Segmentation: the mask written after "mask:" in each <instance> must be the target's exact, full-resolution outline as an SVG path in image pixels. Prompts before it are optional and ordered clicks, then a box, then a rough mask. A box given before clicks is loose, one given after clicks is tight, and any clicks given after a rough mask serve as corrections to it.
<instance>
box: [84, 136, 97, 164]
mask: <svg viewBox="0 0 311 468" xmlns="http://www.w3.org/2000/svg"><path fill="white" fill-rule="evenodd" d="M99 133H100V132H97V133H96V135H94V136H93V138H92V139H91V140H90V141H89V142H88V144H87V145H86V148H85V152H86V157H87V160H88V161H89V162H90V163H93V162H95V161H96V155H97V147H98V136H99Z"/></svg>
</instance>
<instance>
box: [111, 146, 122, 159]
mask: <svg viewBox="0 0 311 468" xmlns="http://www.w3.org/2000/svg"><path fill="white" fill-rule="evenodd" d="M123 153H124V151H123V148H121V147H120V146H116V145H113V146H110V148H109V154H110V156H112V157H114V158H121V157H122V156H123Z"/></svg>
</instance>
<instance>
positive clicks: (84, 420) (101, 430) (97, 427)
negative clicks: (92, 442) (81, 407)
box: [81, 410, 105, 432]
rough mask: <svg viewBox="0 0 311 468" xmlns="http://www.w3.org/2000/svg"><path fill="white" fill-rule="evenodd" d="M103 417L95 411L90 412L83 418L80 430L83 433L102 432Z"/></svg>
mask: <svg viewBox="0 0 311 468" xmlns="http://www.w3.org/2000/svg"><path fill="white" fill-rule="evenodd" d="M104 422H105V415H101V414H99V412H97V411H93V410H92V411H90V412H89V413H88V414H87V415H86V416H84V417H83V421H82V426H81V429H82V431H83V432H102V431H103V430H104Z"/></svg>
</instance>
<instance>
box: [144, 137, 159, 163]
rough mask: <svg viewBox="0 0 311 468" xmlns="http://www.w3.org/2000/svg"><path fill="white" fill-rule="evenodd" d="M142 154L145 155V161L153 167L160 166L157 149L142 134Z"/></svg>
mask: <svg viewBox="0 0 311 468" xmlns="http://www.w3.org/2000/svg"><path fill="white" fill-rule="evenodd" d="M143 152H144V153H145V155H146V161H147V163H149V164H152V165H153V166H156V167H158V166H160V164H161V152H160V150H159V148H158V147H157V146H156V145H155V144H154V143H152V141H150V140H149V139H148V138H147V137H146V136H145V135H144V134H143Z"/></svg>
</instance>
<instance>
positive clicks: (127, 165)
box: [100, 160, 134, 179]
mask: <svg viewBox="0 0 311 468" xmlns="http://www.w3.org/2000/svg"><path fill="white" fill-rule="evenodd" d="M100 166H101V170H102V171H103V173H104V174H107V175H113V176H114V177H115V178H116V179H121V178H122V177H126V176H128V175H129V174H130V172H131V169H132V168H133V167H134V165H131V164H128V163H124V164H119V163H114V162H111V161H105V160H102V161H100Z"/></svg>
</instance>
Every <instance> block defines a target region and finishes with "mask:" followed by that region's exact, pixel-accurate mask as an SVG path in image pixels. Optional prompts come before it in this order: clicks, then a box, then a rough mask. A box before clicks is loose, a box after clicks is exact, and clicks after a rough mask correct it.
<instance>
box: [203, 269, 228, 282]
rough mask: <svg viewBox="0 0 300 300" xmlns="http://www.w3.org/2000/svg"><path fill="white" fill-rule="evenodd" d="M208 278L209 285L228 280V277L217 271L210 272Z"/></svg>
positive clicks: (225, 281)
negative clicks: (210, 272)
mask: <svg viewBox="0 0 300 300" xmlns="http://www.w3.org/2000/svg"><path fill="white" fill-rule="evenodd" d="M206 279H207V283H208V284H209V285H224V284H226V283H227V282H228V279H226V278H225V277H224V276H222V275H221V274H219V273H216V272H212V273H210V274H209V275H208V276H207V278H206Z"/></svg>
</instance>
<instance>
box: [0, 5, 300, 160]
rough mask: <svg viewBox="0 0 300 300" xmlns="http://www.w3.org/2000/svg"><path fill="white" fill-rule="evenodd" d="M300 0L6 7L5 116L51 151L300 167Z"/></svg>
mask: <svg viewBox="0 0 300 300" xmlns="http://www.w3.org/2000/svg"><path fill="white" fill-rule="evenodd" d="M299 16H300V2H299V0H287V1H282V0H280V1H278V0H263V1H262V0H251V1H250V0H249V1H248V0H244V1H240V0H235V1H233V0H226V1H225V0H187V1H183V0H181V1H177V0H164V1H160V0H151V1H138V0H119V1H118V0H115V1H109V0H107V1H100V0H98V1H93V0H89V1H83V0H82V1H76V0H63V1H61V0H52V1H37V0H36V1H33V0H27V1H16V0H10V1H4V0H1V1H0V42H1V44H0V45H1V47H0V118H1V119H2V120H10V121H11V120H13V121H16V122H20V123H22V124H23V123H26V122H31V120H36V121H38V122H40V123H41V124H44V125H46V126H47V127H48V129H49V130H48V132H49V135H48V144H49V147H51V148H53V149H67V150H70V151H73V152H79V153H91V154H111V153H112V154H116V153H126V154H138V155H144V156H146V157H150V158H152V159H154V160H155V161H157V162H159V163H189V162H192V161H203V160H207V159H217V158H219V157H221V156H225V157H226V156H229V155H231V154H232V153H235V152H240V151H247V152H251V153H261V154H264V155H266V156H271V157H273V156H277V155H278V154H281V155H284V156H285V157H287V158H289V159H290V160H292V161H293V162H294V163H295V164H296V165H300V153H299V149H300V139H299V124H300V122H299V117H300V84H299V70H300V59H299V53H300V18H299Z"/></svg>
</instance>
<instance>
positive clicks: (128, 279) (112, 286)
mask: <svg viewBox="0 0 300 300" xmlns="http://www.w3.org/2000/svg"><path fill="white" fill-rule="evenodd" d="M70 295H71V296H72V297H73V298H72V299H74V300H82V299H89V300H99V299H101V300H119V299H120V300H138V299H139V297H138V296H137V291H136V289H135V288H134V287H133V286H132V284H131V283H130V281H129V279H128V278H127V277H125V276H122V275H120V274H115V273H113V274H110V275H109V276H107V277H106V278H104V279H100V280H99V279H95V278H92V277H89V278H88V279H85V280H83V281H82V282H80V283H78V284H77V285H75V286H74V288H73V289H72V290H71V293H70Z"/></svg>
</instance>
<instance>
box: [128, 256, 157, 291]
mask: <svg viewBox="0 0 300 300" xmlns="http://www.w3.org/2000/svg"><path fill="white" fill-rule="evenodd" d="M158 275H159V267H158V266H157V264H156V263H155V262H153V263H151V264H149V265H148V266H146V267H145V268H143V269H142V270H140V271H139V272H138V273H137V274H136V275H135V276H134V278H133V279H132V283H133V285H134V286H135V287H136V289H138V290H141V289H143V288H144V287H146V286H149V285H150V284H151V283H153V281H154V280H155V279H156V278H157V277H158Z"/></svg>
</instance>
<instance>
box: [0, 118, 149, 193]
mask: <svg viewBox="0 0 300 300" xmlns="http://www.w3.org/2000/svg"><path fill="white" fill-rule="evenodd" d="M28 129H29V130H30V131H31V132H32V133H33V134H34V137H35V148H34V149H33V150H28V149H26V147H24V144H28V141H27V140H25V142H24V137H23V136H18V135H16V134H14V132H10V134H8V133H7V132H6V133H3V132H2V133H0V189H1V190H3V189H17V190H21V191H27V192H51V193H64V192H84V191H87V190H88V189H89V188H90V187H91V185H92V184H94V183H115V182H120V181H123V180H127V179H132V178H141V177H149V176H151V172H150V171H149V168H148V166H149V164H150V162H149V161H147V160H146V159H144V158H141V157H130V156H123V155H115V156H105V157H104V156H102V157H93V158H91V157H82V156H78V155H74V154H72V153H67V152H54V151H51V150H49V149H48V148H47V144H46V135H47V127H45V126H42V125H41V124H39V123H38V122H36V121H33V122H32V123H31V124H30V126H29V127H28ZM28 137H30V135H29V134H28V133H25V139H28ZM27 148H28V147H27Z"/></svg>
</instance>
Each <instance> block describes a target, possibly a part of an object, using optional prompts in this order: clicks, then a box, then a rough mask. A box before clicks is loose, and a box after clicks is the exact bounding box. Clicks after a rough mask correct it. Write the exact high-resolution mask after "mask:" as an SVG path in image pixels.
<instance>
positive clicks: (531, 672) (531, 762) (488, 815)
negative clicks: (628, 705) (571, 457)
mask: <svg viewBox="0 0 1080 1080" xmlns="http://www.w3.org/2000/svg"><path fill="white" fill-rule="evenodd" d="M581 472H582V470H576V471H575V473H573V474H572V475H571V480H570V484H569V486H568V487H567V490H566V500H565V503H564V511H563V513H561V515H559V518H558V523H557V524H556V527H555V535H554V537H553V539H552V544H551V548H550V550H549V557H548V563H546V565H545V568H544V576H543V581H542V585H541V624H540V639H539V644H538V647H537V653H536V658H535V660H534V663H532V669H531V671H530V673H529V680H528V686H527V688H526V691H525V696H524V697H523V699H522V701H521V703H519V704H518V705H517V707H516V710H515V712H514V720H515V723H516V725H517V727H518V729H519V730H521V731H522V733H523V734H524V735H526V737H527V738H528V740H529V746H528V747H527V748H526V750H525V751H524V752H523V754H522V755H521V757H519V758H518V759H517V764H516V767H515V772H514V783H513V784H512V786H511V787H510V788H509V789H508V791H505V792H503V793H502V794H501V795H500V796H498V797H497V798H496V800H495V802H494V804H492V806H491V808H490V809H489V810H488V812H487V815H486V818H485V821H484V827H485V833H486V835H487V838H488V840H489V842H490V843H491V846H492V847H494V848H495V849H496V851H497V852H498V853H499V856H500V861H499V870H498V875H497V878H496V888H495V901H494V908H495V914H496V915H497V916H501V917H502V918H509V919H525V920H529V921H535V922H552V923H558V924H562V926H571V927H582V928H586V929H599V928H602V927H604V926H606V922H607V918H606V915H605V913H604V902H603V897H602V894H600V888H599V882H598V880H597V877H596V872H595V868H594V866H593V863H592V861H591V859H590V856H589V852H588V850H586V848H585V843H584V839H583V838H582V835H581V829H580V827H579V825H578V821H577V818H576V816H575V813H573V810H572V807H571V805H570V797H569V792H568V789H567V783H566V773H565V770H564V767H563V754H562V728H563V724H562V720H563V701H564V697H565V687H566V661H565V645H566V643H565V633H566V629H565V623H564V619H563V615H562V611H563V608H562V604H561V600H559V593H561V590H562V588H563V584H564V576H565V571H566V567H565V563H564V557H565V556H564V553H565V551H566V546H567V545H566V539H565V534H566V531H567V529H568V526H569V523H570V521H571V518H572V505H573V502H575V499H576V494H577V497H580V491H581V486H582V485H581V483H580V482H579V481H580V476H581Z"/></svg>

= = = = =

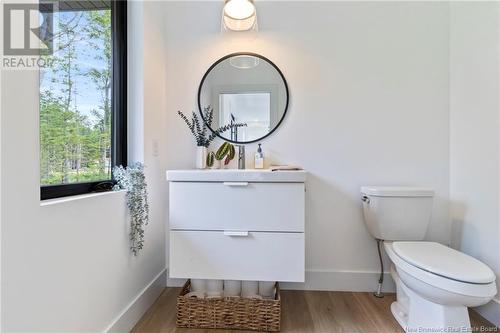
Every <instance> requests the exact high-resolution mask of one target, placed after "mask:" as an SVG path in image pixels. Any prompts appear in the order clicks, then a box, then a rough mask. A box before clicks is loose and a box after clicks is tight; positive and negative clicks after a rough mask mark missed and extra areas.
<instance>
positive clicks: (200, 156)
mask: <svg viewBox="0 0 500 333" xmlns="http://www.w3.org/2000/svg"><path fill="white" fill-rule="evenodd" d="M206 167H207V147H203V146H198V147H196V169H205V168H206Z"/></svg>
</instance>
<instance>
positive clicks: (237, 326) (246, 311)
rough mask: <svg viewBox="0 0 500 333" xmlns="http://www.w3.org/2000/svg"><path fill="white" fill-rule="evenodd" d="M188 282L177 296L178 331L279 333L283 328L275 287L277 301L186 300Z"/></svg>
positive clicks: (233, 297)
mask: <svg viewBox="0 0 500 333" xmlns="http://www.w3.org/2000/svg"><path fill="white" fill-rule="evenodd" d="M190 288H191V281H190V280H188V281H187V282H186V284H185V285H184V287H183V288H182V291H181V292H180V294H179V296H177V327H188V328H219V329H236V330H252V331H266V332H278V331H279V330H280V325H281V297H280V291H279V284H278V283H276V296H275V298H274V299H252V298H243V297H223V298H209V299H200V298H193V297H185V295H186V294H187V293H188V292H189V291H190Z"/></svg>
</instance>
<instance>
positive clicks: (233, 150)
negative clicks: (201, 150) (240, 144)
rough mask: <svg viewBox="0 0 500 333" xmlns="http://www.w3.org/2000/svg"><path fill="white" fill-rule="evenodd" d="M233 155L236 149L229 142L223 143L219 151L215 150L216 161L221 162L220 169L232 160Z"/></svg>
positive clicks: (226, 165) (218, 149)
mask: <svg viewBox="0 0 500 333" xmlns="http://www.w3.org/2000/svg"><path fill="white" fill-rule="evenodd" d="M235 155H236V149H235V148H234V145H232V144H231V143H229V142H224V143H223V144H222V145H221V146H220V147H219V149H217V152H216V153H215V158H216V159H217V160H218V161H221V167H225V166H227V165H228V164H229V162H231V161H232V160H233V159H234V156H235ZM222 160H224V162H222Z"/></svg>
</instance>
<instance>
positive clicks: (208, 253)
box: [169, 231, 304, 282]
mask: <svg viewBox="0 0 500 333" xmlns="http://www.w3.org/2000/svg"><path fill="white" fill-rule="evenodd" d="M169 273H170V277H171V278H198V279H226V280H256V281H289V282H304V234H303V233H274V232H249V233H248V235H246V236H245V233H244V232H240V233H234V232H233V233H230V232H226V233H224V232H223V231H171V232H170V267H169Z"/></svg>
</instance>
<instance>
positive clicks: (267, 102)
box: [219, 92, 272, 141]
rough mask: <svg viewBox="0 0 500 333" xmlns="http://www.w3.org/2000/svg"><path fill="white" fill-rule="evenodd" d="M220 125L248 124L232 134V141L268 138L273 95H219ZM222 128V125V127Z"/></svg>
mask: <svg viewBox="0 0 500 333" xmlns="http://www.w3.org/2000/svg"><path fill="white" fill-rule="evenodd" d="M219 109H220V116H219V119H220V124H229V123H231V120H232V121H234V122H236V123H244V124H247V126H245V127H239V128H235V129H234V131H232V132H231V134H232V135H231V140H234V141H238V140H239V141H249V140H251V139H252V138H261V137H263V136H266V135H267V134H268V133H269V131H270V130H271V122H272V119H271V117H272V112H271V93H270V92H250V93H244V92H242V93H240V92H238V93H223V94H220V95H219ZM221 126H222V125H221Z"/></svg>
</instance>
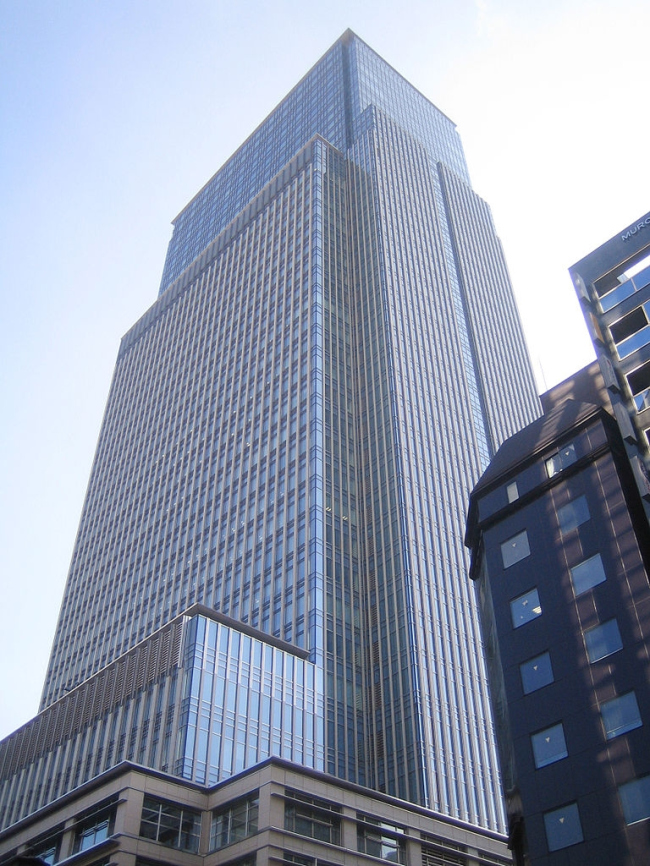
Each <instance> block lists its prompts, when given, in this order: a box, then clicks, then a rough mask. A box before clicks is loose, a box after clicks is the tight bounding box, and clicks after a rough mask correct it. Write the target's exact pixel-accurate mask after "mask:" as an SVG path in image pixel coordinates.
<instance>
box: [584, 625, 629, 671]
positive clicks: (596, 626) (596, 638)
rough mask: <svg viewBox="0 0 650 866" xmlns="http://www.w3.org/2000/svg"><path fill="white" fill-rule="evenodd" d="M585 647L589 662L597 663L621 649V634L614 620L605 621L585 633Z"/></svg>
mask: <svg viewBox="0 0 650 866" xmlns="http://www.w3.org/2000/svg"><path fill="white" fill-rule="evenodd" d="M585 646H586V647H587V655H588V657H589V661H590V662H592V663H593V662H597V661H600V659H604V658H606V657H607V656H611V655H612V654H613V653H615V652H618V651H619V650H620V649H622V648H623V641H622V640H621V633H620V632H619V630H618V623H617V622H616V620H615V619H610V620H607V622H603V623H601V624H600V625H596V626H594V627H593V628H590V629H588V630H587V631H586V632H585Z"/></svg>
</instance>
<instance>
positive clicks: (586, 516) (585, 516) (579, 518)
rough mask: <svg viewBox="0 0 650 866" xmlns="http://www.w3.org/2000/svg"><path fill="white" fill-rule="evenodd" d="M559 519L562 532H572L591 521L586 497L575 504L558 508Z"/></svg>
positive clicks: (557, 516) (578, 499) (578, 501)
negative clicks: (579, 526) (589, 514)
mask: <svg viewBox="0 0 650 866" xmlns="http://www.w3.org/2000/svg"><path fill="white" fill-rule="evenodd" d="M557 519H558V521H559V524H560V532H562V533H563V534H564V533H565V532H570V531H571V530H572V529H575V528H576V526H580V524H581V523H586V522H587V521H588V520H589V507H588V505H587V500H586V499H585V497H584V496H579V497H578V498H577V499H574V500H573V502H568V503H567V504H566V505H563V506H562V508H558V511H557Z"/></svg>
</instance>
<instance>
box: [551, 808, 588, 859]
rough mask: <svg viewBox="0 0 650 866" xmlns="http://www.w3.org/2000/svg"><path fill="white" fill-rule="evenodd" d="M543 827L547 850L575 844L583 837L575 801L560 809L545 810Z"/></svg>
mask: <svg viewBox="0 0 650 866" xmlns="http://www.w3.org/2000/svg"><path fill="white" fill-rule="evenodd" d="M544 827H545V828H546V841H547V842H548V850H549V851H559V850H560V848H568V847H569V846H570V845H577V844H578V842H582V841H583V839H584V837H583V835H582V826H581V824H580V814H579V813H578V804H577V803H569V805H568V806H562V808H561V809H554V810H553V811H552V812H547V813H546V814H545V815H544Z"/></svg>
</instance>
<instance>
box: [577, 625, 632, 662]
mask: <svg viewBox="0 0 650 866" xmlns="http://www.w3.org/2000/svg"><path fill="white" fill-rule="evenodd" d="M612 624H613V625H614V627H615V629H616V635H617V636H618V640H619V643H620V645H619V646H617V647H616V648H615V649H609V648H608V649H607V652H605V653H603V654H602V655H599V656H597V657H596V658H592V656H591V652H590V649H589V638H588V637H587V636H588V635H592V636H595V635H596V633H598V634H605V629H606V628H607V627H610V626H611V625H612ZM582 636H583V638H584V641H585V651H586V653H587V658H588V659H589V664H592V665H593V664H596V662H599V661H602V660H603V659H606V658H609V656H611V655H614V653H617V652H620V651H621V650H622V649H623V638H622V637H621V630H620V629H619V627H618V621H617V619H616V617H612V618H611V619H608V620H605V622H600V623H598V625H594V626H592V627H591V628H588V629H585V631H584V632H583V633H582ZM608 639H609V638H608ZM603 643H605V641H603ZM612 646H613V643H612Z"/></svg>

= = = = =

• **WHAT THE TASK REQUIRES**
Gather from the listing above each line that contains the word "target" and reproduce those lines in full, in their original order.

• **EXERCISE OUTPUT**
Segmentation: the mask written after "mask:" in each <instance> must be the target's exact, full-resolution outline as an SVG path in image pixels. Prompts before it are optional and ordered clicks, then a box, then a rough mask. A box given before clicks is loose, one given after clicks is tight, and any clicks given after a rough mask serve as corrections to it.
Every <instance> block defines a target region and finishes with "mask:" followed by that region's exact, pixel-accurate mask as an SVG path in image pixels. Optional prompts come before it in this order: clicks, then a box, then a rough mask. A box before clicks is loose, a box after clicks is exact, and clicks after a rough mask correct it.
Each <instance> block describes a target, possibly a part of an object, using optional prompts in this order: clicks, then a box, then a rough mask. A box before clicks is loose, and a box after clicks is the exact bounding box. Clicks after a rough mask correct it. Write the exact high-resolution mask after "mask:" as an SVG path in image pixels.
Every <instance> requests the exact high-resolution mask of one target, placed after "mask:" as an SVG path in image pixels. Any prompts appear in the order clicks, then a box, then a rough mask. A box before clicks is loose and a box after clicks is tight; positive and negative clicks after a rough mask mark missed and extra areas.
Each <instance> block lists its prompts, when given, in this order: a box, then clicks, then a rough mask. A box before clicks is loose, a box after clicks is the tight bounding box, and clicks after a rough mask correct it. Write the target's exact pixel-accurate mask after "mask:" as an SVG path in image pixel coordinates.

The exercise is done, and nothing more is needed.